YOUR INSTRUCTIONS =>
Copy out the data in full, keeping each line exactly as it reads.

Natural language region descriptions:
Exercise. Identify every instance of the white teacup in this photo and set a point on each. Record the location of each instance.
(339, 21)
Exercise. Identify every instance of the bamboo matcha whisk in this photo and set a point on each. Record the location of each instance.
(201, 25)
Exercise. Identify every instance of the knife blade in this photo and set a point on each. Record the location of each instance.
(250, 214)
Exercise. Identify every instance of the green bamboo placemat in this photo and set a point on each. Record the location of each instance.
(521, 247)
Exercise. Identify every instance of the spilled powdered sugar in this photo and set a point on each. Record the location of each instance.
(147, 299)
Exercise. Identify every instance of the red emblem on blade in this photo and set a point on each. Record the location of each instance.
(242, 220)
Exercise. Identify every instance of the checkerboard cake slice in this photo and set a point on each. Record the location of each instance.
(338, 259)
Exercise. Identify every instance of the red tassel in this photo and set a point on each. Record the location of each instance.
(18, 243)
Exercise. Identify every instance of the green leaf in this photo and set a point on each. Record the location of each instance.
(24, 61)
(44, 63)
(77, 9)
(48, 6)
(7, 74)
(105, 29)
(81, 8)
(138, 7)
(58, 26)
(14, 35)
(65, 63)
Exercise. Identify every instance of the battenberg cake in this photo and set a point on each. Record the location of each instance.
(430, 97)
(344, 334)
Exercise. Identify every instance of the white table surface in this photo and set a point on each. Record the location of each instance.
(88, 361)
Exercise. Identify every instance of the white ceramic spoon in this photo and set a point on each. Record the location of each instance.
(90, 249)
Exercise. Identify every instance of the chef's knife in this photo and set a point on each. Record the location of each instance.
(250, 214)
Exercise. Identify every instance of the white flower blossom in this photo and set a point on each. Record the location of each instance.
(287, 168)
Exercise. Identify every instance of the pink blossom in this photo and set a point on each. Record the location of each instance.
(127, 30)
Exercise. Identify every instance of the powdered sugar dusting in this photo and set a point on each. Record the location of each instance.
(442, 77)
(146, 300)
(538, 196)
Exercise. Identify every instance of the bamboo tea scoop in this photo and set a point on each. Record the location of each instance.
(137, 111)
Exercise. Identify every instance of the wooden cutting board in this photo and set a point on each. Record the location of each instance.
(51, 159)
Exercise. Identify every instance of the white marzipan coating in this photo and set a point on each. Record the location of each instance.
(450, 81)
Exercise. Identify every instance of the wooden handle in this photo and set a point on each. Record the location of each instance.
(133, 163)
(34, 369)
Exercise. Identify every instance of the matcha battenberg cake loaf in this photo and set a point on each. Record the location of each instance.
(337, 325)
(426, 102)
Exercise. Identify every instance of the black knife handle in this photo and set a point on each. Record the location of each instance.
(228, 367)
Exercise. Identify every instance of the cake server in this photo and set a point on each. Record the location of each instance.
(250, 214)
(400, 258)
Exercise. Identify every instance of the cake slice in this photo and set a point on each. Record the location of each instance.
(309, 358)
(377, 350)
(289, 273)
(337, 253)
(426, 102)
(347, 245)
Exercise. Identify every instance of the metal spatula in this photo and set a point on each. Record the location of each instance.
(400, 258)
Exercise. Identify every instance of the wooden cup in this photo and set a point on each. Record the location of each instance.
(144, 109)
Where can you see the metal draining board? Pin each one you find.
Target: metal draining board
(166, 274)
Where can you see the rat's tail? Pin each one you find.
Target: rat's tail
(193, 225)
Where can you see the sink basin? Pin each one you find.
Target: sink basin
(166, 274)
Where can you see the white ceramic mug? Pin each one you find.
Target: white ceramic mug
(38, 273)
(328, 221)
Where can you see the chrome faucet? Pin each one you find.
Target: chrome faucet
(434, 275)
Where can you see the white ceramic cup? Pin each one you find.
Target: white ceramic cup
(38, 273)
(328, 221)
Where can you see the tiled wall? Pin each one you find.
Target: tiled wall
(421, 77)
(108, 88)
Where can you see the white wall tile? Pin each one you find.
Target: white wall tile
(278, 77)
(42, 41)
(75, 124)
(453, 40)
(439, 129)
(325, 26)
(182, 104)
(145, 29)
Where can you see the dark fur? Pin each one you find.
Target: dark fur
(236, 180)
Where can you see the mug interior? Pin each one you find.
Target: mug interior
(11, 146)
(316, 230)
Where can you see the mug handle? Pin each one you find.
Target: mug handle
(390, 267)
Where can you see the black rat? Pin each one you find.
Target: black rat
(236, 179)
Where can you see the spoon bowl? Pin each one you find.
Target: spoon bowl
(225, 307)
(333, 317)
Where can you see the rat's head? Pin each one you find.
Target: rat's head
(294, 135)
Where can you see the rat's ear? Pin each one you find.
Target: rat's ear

RESULT FOR THIS TASK =>
Exercise. Identify every instance of the white teacup in this photo and set a point on each. Record the location of each instance.
(339, 21)
Exercise. Identify every instance of the bamboo matcha whisk in this photo and set a point on each. Record the location of each instance.
(201, 25)
Exercise. Identify every instance of the knife blade in this photo and set a point on each. Record the location of each instance.
(250, 214)
Exercise. Identify every instance of the green bamboo placemat in this photo and set a point on each. Record the location of each instance.
(521, 247)
Exercise. Identify every instance of the spilled powdered sugar in this photo and set a point on each. Record the location of each instance.
(147, 299)
Exercise. Identify every instance of the red emblem on blade in this photo and set a point on each. Record the location of each instance.
(242, 220)
Exercise. Identify every instance of the checkerboard cake slice in this photo and set a point on each. Record the location of each instance.
(338, 259)
Exercise. Identify every instance of the red tassel in this photo and set a point on each. Record the location of each instance.
(18, 243)
Exercise. Identify every instance of the green leaf in this photo and set a point on each. Record the location of each instance.
(24, 61)
(44, 63)
(77, 9)
(48, 6)
(7, 74)
(105, 29)
(81, 8)
(138, 7)
(58, 26)
(14, 35)
(65, 63)
Exercise. Identify every instance of the battenberg cake in this photo and set a point on each. Record the location of each instance.
(430, 97)
(344, 334)
Exercise. Identify every instance of the white table surface in this photo and set a point on each. Record the location of each instance.
(88, 361)
Exercise. Identify every instance of the white ceramic spoon in this photo and set a point on each. Record the location of each instance.
(90, 249)
Exercise. Identify every instance of the chef's knife in this photo and set a point on each. Record the location of each instance.
(250, 214)
Exercise. Identify every instance of the white flower blossom in this photo and set a point on each. Record the location of each instance.
(287, 168)
Exercise. Identify every instance of the pink blossom in this photo and set a point on each. Record the location of each instance.
(127, 30)
Exercise. Identify every instance of the powdered sugar dusting in this photo and set a point on each. Record the location of each instance.
(442, 77)
(146, 300)
(538, 196)
Exercise. Identify every instance of the bamboo tea scoop in this photo and set a point on each. Record the location of each instance.
(137, 111)
Exercise. Identify every instance of the wooden cutting board in this photo and set a point on each. Record the location of each instance.
(51, 159)
Exercise. Identify every instance of the white marzipan coating in this photo and set a point on each. Record the location of each instance.
(450, 81)
Exercise. Identify every instance of the wooden handle in this photo and set a point on each. Record the location of each instance.
(133, 163)
(34, 369)
Exercise. Identify every instance of the matcha battenberg cake loaf in this photo and set a point on each. Record the location of each instance.
(337, 325)
(426, 102)
Exercise. Identify every instance of the black knife handle in this photo and set a point on each. Record the location of each instance.
(228, 367)
Exercise. Identify every instance of the cake server in this photo and set a point on each. Record the location of each instance.
(250, 214)
(400, 258)
Exercise. Identify every instance of the cake slice in this photo and set a point on each. Record the location of each instance.
(309, 358)
(377, 350)
(289, 273)
(337, 253)
(426, 102)
(347, 245)
Exercise. Identify every instance of the metal spatula in this photo and set a point on each. Record the location of each instance.
(400, 258)
Exercise. Identify every instance of the wooden cup in this photo and set a point on each. Record the location of each instance.
(144, 109)
Where can you see the metal draining board? Pin each one you find.
Target: metal draining board
(166, 274)
Where can you see the rat's tail? Pin each one you find.
Target: rat's tail
(193, 225)
Where can you see the sink basin? Pin each one you find.
Target: sink basin
(166, 274)
Where can you see the white ceramic mug? Pin each one you find.
Target: white ceramic mug
(38, 273)
(328, 221)
Where can you see the chrome faucet? Pin each one you find.
Target: chrome faucet
(434, 275)
Where can you see the white ceramic cup? Pin each one you find.
Target: white ceramic cup
(38, 273)
(328, 221)
Where can you see the tiled wall? Pin each one you find.
Target: tiled wall
(421, 77)
(108, 88)
Where can you see the white wall tile? Pin each one you find.
Target: white wall tile
(278, 77)
(42, 41)
(75, 124)
(453, 40)
(439, 129)
(325, 26)
(182, 104)
(145, 29)
Where can you see the dark fur? Pin each one you find.
Target: dark fur
(236, 180)
Where can you see the mug interior? Pin each one you find.
Target: mug interior
(11, 146)
(316, 230)
Where can you see the mug handle? Pin each one you find.
Target: mug handle
(390, 267)
Where can you see the black rat? Pin each one you find.
Target: black rat
(236, 179)
Where can you see the spoon bowl? Pin each one you find.
Target: spoon bowl
(225, 307)
(333, 317)
Where can you see the rat's head? Pin each one you find.
Target: rat's head
(294, 135)
Where can you see the rat's ear? Pin each one you find.
Target: rat's ear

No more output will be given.